### WHAT YOU ARE ASKED TO DO
Output every line of the material exactly, omitting images.

### DATA EXTRACT

>> Start

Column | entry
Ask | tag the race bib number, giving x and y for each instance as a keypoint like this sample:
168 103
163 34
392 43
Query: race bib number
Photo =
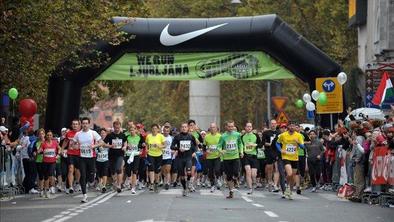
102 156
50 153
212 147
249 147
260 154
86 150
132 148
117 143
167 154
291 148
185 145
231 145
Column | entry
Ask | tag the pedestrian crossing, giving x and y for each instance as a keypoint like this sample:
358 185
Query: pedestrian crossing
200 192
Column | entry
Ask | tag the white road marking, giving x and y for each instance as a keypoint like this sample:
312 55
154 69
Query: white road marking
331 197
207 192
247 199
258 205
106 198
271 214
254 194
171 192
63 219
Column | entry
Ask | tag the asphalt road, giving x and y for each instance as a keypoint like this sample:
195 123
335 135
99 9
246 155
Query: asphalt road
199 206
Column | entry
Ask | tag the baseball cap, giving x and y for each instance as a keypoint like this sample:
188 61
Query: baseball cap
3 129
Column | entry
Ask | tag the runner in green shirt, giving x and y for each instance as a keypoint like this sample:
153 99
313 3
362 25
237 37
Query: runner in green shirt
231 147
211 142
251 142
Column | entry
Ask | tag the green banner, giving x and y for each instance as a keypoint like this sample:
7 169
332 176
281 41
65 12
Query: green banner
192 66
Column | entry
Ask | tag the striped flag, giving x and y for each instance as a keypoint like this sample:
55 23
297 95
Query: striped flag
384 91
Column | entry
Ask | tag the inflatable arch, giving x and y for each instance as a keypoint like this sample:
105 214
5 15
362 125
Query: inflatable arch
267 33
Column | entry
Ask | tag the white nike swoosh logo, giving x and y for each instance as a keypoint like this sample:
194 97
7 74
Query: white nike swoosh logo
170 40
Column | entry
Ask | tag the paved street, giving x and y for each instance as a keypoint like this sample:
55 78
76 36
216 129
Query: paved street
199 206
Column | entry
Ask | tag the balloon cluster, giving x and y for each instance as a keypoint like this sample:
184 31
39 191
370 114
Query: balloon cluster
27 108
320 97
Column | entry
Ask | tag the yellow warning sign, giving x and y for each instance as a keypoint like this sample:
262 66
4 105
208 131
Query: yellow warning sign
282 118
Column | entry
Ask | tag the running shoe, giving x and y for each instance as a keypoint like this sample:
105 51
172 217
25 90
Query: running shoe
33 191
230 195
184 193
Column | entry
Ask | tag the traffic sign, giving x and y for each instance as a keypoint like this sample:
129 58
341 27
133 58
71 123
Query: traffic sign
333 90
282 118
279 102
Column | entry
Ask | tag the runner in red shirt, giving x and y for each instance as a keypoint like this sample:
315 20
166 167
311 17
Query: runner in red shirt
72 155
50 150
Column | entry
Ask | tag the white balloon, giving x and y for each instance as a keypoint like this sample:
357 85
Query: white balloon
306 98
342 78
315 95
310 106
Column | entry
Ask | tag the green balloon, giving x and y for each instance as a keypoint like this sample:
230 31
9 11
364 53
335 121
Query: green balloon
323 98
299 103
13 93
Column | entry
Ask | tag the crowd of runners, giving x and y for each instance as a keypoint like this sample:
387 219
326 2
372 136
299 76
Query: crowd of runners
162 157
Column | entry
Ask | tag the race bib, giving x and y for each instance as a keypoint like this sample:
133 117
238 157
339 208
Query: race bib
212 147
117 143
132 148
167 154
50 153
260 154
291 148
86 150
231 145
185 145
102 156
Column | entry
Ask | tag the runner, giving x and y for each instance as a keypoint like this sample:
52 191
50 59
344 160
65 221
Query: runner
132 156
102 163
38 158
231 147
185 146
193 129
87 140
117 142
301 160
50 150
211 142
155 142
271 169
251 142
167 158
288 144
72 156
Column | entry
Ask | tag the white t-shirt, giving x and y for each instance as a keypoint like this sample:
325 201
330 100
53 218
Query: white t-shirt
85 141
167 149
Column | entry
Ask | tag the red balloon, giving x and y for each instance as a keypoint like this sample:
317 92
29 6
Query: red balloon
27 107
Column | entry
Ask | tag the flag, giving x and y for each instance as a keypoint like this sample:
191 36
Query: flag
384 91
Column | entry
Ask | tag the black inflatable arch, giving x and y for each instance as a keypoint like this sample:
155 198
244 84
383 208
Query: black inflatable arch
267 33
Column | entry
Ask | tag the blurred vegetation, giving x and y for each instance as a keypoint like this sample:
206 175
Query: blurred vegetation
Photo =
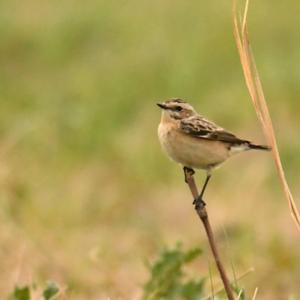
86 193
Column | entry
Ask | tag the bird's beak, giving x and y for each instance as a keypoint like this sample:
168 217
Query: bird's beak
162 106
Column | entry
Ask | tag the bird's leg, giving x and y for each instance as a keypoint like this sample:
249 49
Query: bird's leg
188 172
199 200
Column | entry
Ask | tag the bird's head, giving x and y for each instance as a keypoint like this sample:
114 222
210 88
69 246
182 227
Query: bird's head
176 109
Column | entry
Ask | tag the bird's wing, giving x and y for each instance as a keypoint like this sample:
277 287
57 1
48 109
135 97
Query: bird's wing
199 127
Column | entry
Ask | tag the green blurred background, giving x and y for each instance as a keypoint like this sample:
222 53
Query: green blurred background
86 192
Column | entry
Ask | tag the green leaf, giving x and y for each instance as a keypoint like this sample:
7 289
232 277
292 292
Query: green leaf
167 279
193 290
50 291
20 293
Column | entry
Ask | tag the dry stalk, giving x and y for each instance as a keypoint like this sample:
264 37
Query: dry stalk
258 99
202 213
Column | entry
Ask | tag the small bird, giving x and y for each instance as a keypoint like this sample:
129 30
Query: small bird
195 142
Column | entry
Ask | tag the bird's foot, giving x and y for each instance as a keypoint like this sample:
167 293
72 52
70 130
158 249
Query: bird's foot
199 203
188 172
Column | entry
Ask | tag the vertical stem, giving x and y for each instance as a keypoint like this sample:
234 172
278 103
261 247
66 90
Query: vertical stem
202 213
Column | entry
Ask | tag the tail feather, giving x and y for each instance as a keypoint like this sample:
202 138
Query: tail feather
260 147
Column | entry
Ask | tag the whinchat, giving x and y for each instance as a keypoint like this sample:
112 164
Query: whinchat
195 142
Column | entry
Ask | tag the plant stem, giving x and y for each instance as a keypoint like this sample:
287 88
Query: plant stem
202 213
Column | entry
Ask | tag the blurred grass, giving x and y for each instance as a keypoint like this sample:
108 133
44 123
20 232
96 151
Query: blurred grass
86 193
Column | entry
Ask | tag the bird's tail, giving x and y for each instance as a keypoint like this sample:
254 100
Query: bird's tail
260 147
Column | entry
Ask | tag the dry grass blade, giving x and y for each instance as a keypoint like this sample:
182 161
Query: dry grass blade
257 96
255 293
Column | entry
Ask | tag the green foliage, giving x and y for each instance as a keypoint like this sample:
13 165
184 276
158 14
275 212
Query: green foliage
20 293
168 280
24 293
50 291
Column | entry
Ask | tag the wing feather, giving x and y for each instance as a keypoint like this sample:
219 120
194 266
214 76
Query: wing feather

>> End

### EXERCISE OUTPUT
Column | entry
Ask | tag the race bib number, giving x and y for each instance as a keypoint like this sample:
168 103
163 34
392 43
Query: race bib number
Photo =
102 156
50 153
212 147
249 147
260 154
86 150
132 148
117 143
167 154
291 148
185 145
231 145
Column | entry
Ask | tag the pedestrian crossing, giving x and y for each instance as a keypoint like this sample:
358 185
Query: pedestrian crossing
200 192
Column | entry
Ask | tag the white road marking, giving x and y for each instance as a keypoint like this sample:
312 55
154 69
Query: white road marking
331 197
207 192
247 199
258 205
106 198
271 214
254 194
171 192
63 219
Column | entry
Ask | tag the asphalt road, giving x and y for each instance as a keypoint like this sample:
195 123
335 135
99 9
246 155
Query: asphalt road
199 206
Column | entry
Ask | tag the baseball cap, giving x and y for each instance as a keypoint like this sample:
188 61
Query: baseball cap
3 129
Column | entry
Ask | tag the runner in green shirt, giving x and y for each instance as a keypoint like this sample:
153 99
313 3
362 25
237 37
Query: runner in green shirt
231 147
211 142
251 142
Column | entry
Ask | tag the green banner, giving x and y for each instance as a keypoint like this sample:
7 169
332 176
281 41
65 12
Query: green banner
192 66
Column | entry
Ask | tag the striped flag, giving x and y for each instance as a keypoint like this sample:
55 23
297 95
Query: striped flag
384 91
Column | entry
Ask | tag the inflatable arch, giving x and y for each instance as a keypoint like this sample:
105 214
5 15
362 125
Query: inflatable arch
267 33
Column | entry
Ask | tag the white nike swoosh logo, giving x and y for each instance as a keypoint like this sample:
194 97
7 74
Query: white nike swoosh logo
170 40
Column | entry
Ask | tag the paved street, giving x and y for each instance as a keypoint like this sample:
55 78
76 36
216 129
Query: paved street
199 206
Column | entry
Ask | tag the balloon cluster, giving x and y for each instance as a keypoint like this sample:
184 31
39 191
370 114
Query: balloon cluster
27 108
320 97
Column | entry
Ask | tag the yellow warning sign, giving x and y for each instance as a keypoint like this sample:
262 66
4 105
208 131
Query: yellow warning sign
282 118
Column | entry
Ask | tag the running shoe, giving x and y for each instance as a keypoint like this sample:
105 51
172 217
25 90
Query: running shoe
33 191
230 195
184 193
Column | entry
Ask | tag the traffic sign, giving x and y for each instance as a keypoint like this sample:
129 58
341 27
133 58
71 123
Query: traffic sign
333 90
282 118
279 102
Column | entry
Ask | tag the runner in red shirt, giving x and y for each instance as a keypoint like this sample:
315 20
166 167
311 17
Query: runner in red shirt
72 155
50 150
Column | entry
Ask | tag the white balloon, giving x and y for each instance as a keypoint like this sample:
357 85
Query: white balloon
306 98
342 78
315 95
310 106
Column | entry
Ask | tag the green balloon, giving x and y for each instance as a keypoint like this sample:
230 31
9 11
364 53
335 121
Query: green balloon
323 98
299 103
13 93
Column | entry
Ask | tag the crowd of runners, giving x and y for each instance as a keypoint like this sample:
387 219
326 2
372 136
299 76
Query: crowd of runners
162 157
Column | entry
Ask | tag the race bib, giving x and y for each instance as a keypoint like this sample:
133 117
238 157
339 208
Query: race bib
212 147
117 143
132 148
167 154
50 153
260 154
291 148
86 150
231 145
185 145
102 156
Column | entry
Ask | tag the runner, giving x and y for each instance as a keypoint like this sample:
52 191
50 59
344 160
65 221
Query: runner
132 156
102 163
38 158
231 147
185 146
193 129
87 140
117 142
301 160
50 150
211 142
155 142
271 169
251 142
167 158
288 144
72 156
Column | entry
Ask | tag the white t-shirt, giving x and y for each instance as a keypoint like this sample:
325 201
330 100
53 218
Query: white t-shirt
85 141
167 149
Column | entry
Ask | tag the red balloon, giving x and y for each instance as a keypoint like this sample:
317 92
29 6
Query: red balloon
27 107
Column | entry
Ask | tag the flag, giving x and y for each instance as a keypoint like this sample:
191 36
Query: flag
384 91
Column | entry
Ask | tag the black inflatable arch, giving x and y for each instance as a keypoint like this sample:
155 198
244 84
383 208
Query: black inflatable arch
267 33
Column | entry
Ask | tag the blurred vegetation, giving x and y for each instance as a keypoint like this sample:
206 175
Query: blurred vegetation
Photo =
86 193
Column | entry
Ask | tag the bird's beak, giving x and y for each instance as a keypoint like this sample:
168 217
Query: bird's beak
162 106
Column | entry
Ask | tag the bird's leg, giving x and y for each instance as a keypoint like this sample:
249 49
Query: bird's leg
188 172
199 200
Column | entry
Ask | tag the bird's head, giving x and y for each instance as a keypoint like this sample:
114 222
210 88
69 246
182 227
Query: bird's head
176 109
Column | entry
Ask | tag the bird's wing, giving x and y for each instance as a keypoint like this sample:
277 287
57 1
48 109
135 97
Query: bird's wing
199 127
Column | entry
Ask | tag the green blurred background, giving x and y for each instance as a keypoint like this sample:
222 53
Query: green blurred background
86 192
Column | entry
Ask | tag the green leaf, giving x and y for each instance as a keypoint like this sample:
7 289
232 277
292 292
Query: green leaf
167 279
193 290
50 291
20 293
Column | entry
Ask | tag the dry stalk, giving x and y for each instance as a keypoint like this sample:
264 37
Query: dry stalk
258 99
202 213
Column | entry
Ask | tag the small bird, giving x and y for each instance as a keypoint like this sample:
129 30
Query: small bird
195 142
Column | entry
Ask | tag the bird's foot, giving x and y for each instance as a keypoint like this sample:
167 293
72 52
70 130
158 249
Query: bird's foot
199 203
188 172
Column | entry
Ask | tag the vertical stem, giving x and y for each instance as a keypoint like this sample:
234 172
278 103
261 247
66 90
Query: vertical stem
202 213
Column | entry
Ask | tag the tail feather, giving x and y for each instance as a keypoint like this sample:
202 138
Query: tail feather
260 147
Column | entry
Ask | tag the whinchat, giving x and y for each instance as a keypoint like this sample:
112 164
Query: whinchat
195 142
Column | entry
Ask | tag the plant stem, giving x and y for each instance as a keypoint like this sample:
287 88
Query: plant stem
202 213
Column | entry
Ask | tag the blurred grass, giving x and y for each instance as a keypoint like this sample:
108 133
44 123
20 232
96 151
Query: blurred grass
86 193
Column | entry
Ask | tag the bird's tail, giving x and y for each instance as a keypoint like this sample:
254 100
Query: bird's tail
260 147
Column | entry
Ask | tag the dry grass blade, giving x and y for each instance as a keypoint like this sample:
182 161
Query: dry grass blade
257 96
255 293
Column | entry
Ask | tag the green foliage, giving x and y for each instance as a keypoint like this sample:
13 165
184 276
158 14
275 212
Query: green foliage
20 293
168 280
24 293
50 291
Column | entry
Ask | tag the wing feather, giving x and y for each instance as a keypoint like this sample:
219 120
194 266
214 76
Query: wing feather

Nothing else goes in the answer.